Convert the records below into a JSON list of strings, one string per line, with blank lines and the pictures left out.

Material start

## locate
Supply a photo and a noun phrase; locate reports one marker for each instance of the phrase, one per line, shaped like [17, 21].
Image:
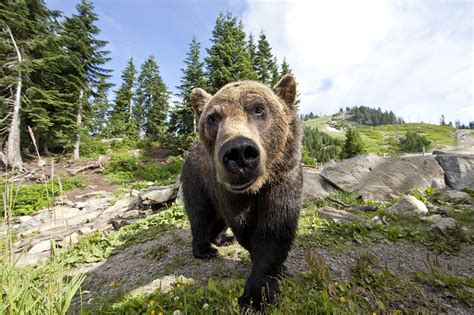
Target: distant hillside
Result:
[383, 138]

Material end

Solution to the problem:
[
  "## locate",
  "Supply a photo and a noun phrase; locate reports one marker for each instance of the phrase, one per line, shaped like [17, 21].",
  "Image:",
  "Target: distant hillside",
  "Result:",
  "[383, 138]"
]